Dataset entries

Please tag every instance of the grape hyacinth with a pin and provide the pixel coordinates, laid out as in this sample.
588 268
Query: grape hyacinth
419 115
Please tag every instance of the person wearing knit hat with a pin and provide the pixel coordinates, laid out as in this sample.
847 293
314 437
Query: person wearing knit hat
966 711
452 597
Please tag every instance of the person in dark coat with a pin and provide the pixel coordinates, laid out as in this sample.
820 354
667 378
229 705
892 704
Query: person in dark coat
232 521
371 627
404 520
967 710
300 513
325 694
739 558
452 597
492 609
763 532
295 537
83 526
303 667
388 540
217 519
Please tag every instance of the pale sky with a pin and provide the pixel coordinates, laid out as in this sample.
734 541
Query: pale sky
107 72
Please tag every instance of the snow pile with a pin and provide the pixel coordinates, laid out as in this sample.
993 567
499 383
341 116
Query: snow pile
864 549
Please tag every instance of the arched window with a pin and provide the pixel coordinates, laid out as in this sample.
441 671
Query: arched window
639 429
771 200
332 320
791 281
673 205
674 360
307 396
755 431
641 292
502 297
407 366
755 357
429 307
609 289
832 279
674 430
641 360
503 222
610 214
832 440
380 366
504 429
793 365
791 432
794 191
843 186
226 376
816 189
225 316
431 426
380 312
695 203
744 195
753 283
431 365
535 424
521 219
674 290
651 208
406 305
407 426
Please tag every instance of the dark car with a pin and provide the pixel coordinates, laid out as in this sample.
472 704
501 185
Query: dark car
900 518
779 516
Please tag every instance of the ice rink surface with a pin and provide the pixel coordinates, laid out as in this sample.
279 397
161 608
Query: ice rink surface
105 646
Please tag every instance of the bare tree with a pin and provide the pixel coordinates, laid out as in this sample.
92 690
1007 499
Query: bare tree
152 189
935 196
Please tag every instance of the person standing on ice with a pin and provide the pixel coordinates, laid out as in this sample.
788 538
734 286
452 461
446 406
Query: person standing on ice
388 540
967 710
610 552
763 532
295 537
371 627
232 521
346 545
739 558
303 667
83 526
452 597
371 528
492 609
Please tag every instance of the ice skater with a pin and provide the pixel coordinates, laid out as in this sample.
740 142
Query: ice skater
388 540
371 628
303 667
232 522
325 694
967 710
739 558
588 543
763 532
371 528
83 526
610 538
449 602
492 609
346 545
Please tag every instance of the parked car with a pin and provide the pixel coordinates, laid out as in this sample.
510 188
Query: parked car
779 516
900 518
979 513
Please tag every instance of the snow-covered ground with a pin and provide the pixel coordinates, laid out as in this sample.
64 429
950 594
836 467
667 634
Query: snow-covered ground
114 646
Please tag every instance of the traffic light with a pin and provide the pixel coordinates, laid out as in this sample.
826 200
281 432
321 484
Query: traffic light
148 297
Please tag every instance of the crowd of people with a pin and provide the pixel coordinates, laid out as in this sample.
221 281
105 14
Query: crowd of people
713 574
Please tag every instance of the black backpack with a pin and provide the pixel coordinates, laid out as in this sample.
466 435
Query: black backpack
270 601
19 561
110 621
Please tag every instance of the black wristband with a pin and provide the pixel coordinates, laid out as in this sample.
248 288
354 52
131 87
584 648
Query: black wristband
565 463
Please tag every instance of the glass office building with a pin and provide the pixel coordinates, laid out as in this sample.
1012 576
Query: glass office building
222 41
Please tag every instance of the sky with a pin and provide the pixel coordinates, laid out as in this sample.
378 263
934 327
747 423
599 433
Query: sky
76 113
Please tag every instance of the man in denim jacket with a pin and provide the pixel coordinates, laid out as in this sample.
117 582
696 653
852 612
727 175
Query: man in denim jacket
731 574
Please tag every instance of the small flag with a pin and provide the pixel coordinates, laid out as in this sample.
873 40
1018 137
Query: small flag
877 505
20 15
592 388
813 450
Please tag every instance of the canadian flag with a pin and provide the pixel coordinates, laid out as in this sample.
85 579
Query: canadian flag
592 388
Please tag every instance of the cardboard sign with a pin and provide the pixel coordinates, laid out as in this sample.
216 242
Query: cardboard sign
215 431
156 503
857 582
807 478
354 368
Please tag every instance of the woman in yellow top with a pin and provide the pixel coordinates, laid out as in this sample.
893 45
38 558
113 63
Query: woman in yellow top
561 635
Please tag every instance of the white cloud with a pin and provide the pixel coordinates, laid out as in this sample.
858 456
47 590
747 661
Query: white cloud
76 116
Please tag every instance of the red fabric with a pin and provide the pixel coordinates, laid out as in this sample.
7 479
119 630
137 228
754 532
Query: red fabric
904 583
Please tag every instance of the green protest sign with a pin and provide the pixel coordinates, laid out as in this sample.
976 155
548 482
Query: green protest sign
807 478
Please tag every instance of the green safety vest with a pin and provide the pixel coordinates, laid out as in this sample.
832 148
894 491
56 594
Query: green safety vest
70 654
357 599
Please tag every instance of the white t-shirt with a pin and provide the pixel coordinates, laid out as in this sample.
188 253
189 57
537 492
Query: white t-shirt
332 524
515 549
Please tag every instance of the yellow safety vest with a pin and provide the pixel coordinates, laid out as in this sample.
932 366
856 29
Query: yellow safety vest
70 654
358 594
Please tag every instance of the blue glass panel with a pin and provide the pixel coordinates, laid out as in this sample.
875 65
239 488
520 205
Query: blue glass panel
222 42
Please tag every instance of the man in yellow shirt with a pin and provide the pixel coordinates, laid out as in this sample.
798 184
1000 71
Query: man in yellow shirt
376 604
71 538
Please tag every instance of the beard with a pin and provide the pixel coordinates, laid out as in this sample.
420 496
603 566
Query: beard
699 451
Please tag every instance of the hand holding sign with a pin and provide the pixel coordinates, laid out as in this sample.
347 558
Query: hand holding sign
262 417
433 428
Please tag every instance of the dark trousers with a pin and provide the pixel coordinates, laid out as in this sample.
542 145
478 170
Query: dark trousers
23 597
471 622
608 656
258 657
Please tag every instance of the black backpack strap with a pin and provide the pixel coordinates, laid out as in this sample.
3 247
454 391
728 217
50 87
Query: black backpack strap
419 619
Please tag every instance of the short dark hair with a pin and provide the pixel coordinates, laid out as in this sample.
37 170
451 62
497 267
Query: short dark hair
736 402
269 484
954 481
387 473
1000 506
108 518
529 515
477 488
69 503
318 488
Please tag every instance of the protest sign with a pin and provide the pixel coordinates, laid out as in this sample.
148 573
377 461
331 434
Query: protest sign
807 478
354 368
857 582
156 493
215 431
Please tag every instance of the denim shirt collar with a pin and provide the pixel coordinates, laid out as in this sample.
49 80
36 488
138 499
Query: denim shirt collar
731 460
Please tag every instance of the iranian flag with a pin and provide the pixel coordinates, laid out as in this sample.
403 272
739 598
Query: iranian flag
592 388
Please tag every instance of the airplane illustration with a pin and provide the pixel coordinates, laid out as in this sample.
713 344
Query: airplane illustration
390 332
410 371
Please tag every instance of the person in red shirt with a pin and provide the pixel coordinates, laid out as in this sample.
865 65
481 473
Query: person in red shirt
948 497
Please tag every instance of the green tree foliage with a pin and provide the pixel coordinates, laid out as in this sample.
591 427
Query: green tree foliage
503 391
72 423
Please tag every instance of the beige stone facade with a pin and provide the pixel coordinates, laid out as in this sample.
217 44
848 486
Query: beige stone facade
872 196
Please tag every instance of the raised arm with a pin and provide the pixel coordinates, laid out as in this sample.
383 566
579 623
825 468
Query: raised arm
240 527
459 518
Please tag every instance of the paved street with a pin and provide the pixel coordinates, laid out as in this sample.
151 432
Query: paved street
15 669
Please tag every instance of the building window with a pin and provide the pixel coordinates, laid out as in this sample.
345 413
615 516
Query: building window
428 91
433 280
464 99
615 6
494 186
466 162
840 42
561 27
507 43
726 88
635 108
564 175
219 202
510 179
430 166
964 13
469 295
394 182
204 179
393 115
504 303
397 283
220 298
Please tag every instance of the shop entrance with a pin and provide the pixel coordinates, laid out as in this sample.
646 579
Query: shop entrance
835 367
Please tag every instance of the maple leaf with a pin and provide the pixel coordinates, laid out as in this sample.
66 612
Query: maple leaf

Directions
Where a line of the entries contains the word "leaf", copy that line.

Response to the task
Please tag every instance of the maple leaf with a pin and provide the pixel coordinates, laid out as in this sample.
Query: maple leaf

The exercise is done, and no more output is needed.